** Start SOURCE **
Some years ago, there were speculations you wanted to contest for the president of the Nigeria Football Federation and later there were stories too that you were looking at the CAF seat. What has happened to both dreams? Is there any truth in those?
And what can you say of the success story of Amaju Pinnick in CAF and FIFA? Initially, I never wanted to contest for the position of the NFF president, but Amaju Pinnick and Gbenga (Elegbeleye), many years back in London, wanted me to come to the NFF and be the president with Amaju as the vice. I changed my mind and said that was a difficult terrain for me, at that time. Gbenga was the DG of the Sports Commission, and as a member of the commission, I knew how difficult the place was, I knew it is difficult to run the organisation you are not in control of; Nigeria is a difficult place to run football. The presidency of NFF is a difficult position and I praise my friend Amaju for standing firm so far. On CAF, I never said I wanted to go to CAF, people were just speculating and I never opened my mouth to say I wanted to run for the position of CAF president; people from all over were asking me to come and do it but I’d rather help my country, Nigeria, lift trophies than to go and be sitting in CAF. Anyways, age is still on my side, I am 61 and CAF can as well be a secondary issue.
** End SOURCE **
**TASK LIST**
A. Check each statement against the interview and answer yes or no, quoting the words that decide it. (i) The speaker gives their age as 61. (ii) The speaker once publicly said they wanted to run for CAF president. (iii) Gbenga was the DG of the Sports Commission.
B. Copy out the records word for word, everything from the line containing "the pig's head?" down to the end of the records, both ends included. Omit the pictures.
** Start GIVEN ENTRIES **
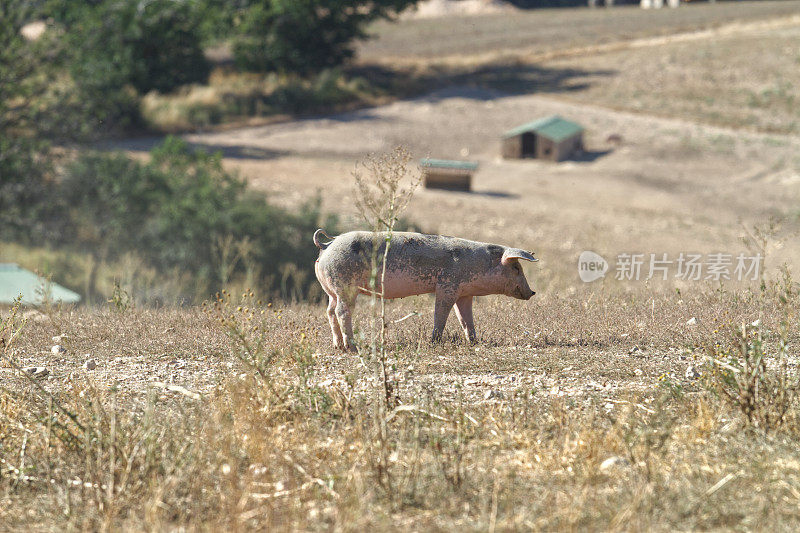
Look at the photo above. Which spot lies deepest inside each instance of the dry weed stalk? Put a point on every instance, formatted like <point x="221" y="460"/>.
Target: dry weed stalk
<point x="384" y="186"/>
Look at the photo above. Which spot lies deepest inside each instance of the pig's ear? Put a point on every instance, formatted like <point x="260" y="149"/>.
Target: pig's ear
<point x="512" y="254"/>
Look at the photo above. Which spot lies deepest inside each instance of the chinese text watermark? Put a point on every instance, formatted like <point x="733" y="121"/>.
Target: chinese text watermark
<point x="685" y="266"/>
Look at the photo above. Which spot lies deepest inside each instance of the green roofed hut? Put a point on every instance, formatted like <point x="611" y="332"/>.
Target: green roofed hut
<point x="551" y="138"/>
<point x="16" y="281"/>
<point x="447" y="174"/>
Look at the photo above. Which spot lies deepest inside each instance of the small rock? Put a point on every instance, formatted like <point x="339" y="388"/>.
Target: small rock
<point x="37" y="371"/>
<point x="692" y="372"/>
<point x="612" y="462"/>
<point x="493" y="395"/>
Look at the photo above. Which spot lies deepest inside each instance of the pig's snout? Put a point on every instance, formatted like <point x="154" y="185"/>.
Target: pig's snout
<point x="524" y="294"/>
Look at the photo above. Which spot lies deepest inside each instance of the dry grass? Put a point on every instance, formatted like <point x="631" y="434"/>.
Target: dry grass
<point x="743" y="80"/>
<point x="589" y="424"/>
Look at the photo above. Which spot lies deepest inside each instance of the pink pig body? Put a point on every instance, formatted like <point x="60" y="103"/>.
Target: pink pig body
<point x="455" y="270"/>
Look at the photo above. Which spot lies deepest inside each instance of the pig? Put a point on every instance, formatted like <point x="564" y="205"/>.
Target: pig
<point x="455" y="270"/>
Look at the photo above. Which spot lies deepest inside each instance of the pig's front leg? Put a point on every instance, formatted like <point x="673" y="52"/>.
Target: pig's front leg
<point x="336" y="331"/>
<point x="464" y="314"/>
<point x="343" y="313"/>
<point x="444" y="302"/>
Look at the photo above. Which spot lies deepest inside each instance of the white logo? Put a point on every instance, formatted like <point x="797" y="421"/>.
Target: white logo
<point x="591" y="266"/>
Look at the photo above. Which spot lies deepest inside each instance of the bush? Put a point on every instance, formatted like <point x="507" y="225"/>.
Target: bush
<point x="184" y="212"/>
<point x="305" y="36"/>
<point x="153" y="45"/>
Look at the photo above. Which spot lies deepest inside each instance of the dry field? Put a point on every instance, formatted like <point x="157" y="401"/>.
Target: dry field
<point x="613" y="405"/>
<point x="572" y="413"/>
<point x="471" y="38"/>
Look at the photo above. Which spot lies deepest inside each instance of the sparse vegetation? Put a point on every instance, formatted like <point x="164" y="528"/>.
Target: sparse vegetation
<point x="294" y="448"/>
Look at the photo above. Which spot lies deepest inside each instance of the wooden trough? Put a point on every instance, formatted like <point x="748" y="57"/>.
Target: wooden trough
<point x="447" y="174"/>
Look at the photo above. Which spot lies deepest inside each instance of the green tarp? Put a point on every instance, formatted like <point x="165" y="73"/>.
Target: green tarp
<point x="16" y="281"/>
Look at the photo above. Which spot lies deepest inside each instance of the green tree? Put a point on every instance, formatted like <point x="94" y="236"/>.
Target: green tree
<point x="305" y="36"/>
<point x="24" y="167"/>
<point x="174" y="212"/>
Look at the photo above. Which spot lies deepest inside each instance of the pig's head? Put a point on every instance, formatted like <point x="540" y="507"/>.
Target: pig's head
<point x="512" y="277"/>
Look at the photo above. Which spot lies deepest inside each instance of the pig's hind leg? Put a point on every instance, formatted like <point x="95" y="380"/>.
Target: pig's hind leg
<point x="444" y="303"/>
<point x="336" y="331"/>
<point x="463" y="309"/>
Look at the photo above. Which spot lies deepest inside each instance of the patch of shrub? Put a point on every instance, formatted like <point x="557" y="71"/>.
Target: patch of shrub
<point x="183" y="212"/>
<point x="305" y="37"/>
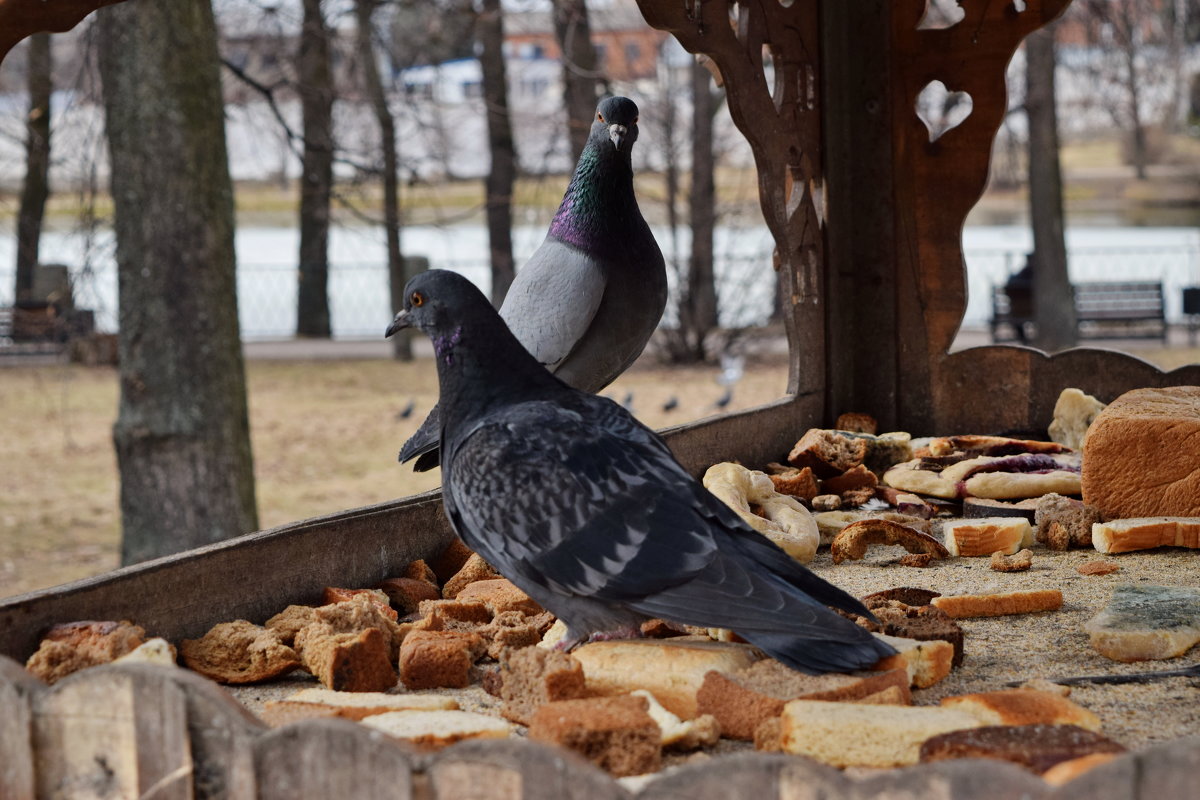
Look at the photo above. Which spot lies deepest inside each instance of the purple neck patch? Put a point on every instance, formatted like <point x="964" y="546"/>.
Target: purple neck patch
** End GIVEN ENTRIES **
**COMPLETE ANSWERS**
A.
(i) Yes: "I am 61"
(ii) No: "I never opened my mouth to say I wanted to run for the position of CAF president"
(iii) Yes: "Gbenga was the DG of the Sports Commission"

B.
Look at the photo above. Which spot lies deepest inside each instance of the pig's head? Put a point on every instance, formatted like <point x="540" y="507"/>.
Target: pig's head
<point x="512" y="277"/>
Look at the photo above. Which spot lies deepest inside each instance of the pig's hind leg? Put a point on every instance, formatted like <point x="95" y="380"/>.
Target: pig's hind leg
<point x="444" y="303"/>
<point x="336" y="331"/>
<point x="463" y="309"/>
Look at the photo above. Which spot lies deepest inside each instance of the patch of shrub? Put a point on every instance, formatted like <point x="557" y="71"/>.
Target: patch of shrub
<point x="183" y="212"/>
<point x="305" y="37"/>
Look at the photo above. Which spot lies deepest inside each instance of the purple neck patch? Put a point on every instance, formatted like <point x="964" y="546"/>.
Target: purple neck patch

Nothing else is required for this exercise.